WORK INSTRUCTIONS - Please lay out the material from the line holding "Target: man in dark jacket" through the end of the material, both ends included, as a Markdown table with the columns Row and Text, skipping blank lines and leaving out the pictures.

begin

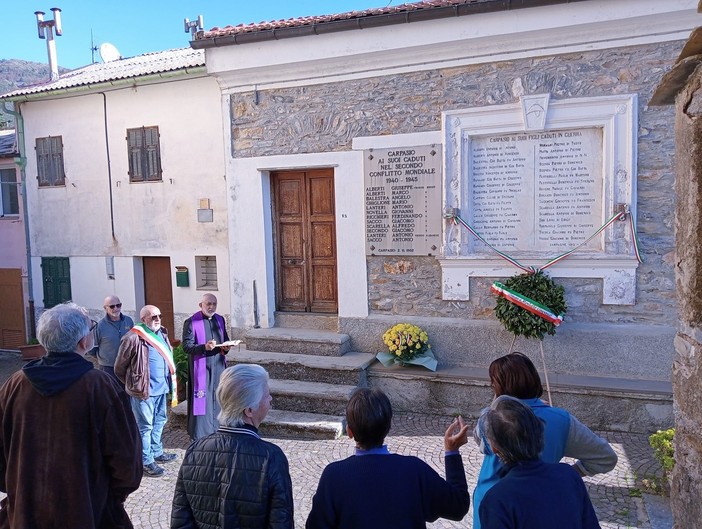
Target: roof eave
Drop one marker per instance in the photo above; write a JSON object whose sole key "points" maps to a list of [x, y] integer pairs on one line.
{"points": [[371, 21]]}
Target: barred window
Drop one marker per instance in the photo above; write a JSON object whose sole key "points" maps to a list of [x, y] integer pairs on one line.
{"points": [[50, 161], [206, 272], [9, 201], [144, 154]]}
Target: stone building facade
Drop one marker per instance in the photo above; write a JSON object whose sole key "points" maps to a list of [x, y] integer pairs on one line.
{"points": [[301, 108]]}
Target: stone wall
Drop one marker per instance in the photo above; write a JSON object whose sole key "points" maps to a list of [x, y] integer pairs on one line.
{"points": [[327, 117], [687, 365]]}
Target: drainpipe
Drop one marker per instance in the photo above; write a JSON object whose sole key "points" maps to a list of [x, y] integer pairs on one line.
{"points": [[109, 164], [21, 162]]}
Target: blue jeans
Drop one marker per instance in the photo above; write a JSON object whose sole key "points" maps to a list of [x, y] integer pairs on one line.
{"points": [[151, 417]]}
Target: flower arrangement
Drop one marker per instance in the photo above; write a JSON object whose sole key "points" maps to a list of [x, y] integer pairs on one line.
{"points": [[407, 344], [530, 305]]}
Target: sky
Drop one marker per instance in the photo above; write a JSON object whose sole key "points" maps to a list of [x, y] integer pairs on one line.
{"points": [[141, 26]]}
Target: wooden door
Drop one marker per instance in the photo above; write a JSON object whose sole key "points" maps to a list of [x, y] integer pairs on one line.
{"points": [[158, 289], [305, 240], [12, 329]]}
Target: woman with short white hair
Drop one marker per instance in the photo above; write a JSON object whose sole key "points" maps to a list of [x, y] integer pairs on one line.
{"points": [[233, 478]]}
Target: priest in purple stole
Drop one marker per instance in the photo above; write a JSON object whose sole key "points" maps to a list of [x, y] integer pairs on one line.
{"points": [[201, 333]]}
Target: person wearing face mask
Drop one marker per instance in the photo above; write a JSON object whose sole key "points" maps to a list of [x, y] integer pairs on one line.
{"points": [[108, 334], [69, 449], [145, 366], [206, 362]]}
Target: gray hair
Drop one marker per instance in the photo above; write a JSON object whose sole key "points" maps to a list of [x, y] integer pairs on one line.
{"points": [[240, 387], [512, 430], [61, 328]]}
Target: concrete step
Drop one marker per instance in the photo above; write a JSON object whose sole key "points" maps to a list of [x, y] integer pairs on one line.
{"points": [[303, 425], [301, 341], [281, 423], [307, 320], [349, 369], [314, 397]]}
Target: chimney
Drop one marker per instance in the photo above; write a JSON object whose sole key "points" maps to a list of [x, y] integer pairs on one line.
{"points": [[46, 30]]}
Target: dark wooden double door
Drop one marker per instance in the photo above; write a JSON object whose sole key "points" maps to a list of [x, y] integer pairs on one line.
{"points": [[305, 240]]}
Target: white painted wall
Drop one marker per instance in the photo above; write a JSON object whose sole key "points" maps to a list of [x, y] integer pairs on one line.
{"points": [[250, 240], [150, 219]]}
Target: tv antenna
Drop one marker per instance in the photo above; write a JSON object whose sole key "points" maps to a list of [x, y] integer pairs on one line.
{"points": [[109, 53], [194, 26], [93, 48], [46, 29]]}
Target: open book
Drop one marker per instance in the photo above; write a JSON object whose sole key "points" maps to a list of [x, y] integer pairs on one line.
{"points": [[230, 343]]}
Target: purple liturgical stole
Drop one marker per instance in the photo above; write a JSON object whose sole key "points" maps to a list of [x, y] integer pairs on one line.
{"points": [[200, 363]]}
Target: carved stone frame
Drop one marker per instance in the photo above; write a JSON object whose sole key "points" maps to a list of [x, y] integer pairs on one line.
{"points": [[617, 117]]}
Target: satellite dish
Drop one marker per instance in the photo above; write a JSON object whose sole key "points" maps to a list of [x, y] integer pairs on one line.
{"points": [[109, 53]]}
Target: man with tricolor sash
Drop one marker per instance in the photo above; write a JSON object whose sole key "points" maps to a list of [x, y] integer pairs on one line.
{"points": [[145, 365], [203, 334]]}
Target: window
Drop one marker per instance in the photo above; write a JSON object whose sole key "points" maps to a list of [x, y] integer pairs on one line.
{"points": [[50, 161], [206, 272], [9, 202], [56, 275], [144, 154]]}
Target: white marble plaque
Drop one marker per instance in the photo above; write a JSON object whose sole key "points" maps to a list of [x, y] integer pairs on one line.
{"points": [[536, 192], [403, 200]]}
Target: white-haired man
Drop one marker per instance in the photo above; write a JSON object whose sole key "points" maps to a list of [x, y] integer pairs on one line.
{"points": [[206, 362], [145, 366], [69, 448], [233, 478]]}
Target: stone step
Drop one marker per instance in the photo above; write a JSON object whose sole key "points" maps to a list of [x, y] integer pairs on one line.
{"points": [[307, 320], [315, 397], [349, 369], [303, 425], [301, 341], [281, 423]]}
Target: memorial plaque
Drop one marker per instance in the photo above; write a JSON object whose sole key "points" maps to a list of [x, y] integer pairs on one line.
{"points": [[403, 200], [536, 192]]}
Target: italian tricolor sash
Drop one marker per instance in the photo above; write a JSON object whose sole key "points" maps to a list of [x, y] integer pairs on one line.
{"points": [[155, 341]]}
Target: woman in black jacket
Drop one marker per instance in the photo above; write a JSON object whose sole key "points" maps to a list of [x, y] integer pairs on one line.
{"points": [[233, 478]]}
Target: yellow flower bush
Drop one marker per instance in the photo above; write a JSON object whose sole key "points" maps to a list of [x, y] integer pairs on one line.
{"points": [[406, 341]]}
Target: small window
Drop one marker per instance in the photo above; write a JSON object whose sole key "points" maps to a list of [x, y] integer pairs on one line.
{"points": [[206, 272], [50, 161], [9, 201], [144, 154]]}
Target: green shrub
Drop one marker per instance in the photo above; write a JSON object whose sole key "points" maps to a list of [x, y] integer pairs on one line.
{"points": [[663, 450]]}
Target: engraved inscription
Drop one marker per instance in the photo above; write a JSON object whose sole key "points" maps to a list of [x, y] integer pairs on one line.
{"points": [[537, 192], [402, 199]]}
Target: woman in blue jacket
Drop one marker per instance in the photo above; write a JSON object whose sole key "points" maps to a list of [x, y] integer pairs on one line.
{"points": [[564, 436]]}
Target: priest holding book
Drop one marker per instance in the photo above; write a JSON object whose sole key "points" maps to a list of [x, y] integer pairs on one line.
{"points": [[204, 334]]}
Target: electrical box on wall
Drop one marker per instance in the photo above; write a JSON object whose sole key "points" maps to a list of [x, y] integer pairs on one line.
{"points": [[182, 278]]}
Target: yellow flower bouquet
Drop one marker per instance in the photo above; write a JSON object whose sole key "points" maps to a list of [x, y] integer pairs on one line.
{"points": [[407, 344]]}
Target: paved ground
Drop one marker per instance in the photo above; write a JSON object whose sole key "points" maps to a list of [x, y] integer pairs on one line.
{"points": [[617, 496]]}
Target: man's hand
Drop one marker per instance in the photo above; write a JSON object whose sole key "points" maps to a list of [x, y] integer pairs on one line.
{"points": [[456, 434]]}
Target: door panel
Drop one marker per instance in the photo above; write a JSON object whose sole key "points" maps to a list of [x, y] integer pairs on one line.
{"points": [[158, 289], [12, 329], [305, 240]]}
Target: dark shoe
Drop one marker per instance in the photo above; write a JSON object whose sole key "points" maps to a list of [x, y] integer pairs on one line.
{"points": [[153, 470], [165, 458]]}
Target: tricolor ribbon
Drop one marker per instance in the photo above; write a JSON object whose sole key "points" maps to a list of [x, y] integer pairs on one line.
{"points": [[164, 350], [527, 303]]}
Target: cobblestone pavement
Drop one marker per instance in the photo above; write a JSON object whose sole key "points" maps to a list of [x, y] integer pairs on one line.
{"points": [[617, 495]]}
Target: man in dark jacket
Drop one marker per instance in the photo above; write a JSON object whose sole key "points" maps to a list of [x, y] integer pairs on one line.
{"points": [[233, 478], [69, 447], [375, 489]]}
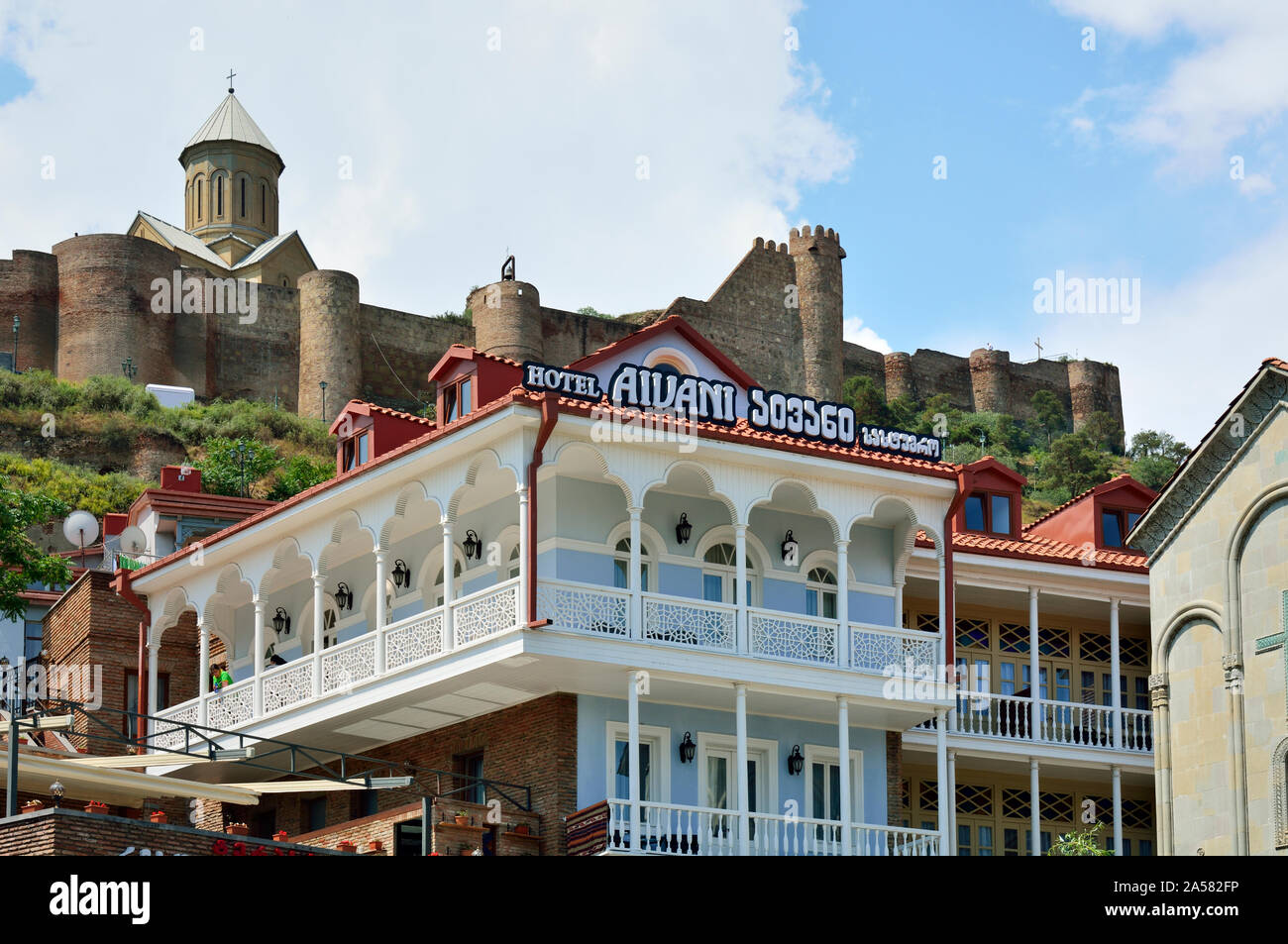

end

REPLY -
| Row | Text |
|---|---|
| 1 | Target: man in dark jacket |
| 2 | Drop one marker per instance in the photo above; write a JSON object whose sole key "points" maps to a list of [x, y] integer pairs on one line. |
| 3 | {"points": [[233, 478], [69, 447], [375, 489]]} |